[Your task] Rewrite everything from the first line of the source data down to the line containing "733L958 679L1030 618L1065" as a numbered list, leaving out any blank lines.

───── Material ─────

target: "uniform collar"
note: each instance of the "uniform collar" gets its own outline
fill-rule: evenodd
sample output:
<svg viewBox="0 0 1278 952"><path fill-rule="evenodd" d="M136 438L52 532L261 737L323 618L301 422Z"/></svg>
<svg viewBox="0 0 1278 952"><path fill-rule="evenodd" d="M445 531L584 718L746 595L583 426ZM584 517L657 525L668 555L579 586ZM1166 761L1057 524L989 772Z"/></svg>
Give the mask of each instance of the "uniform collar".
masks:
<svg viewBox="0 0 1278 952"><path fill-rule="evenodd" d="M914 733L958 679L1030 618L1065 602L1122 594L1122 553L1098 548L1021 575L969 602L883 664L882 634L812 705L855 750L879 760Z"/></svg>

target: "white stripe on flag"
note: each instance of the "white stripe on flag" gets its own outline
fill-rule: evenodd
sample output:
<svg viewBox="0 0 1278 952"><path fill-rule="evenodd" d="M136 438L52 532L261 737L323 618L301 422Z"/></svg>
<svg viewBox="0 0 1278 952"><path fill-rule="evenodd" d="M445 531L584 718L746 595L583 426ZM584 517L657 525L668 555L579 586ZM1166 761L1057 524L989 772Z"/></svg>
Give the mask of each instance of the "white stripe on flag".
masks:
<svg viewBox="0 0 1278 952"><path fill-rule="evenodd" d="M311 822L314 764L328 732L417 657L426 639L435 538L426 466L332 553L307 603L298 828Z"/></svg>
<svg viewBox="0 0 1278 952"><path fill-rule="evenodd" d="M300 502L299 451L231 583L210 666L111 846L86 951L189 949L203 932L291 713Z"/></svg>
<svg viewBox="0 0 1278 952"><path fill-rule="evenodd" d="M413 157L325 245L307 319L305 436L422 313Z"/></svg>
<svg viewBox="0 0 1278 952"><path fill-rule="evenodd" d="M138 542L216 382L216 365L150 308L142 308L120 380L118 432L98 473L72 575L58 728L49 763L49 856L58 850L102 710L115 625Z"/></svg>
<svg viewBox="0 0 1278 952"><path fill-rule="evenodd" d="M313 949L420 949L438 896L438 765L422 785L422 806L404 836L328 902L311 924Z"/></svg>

─────

[The reply]
1. target: "uniform collar"
2. note: each instance of the "uniform collar" gets its own outline
3. fill-rule: evenodd
4. sample output:
5. <svg viewBox="0 0 1278 952"><path fill-rule="evenodd" d="M136 438L52 532L261 737L323 618L301 422Z"/></svg>
6. <svg viewBox="0 0 1278 952"><path fill-rule="evenodd" d="M445 531L584 718L746 595L583 426ZM584 517L657 525L668 555L579 586ZM1166 761L1057 524L989 772Z"/></svg>
7. Give the mask of each instance of the "uniform collar".
8. masks:
9. <svg viewBox="0 0 1278 952"><path fill-rule="evenodd" d="M914 733L958 679L1030 618L1065 602L1122 594L1122 553L1098 548L1021 575L969 602L883 664L882 634L812 705L855 750L879 760Z"/></svg>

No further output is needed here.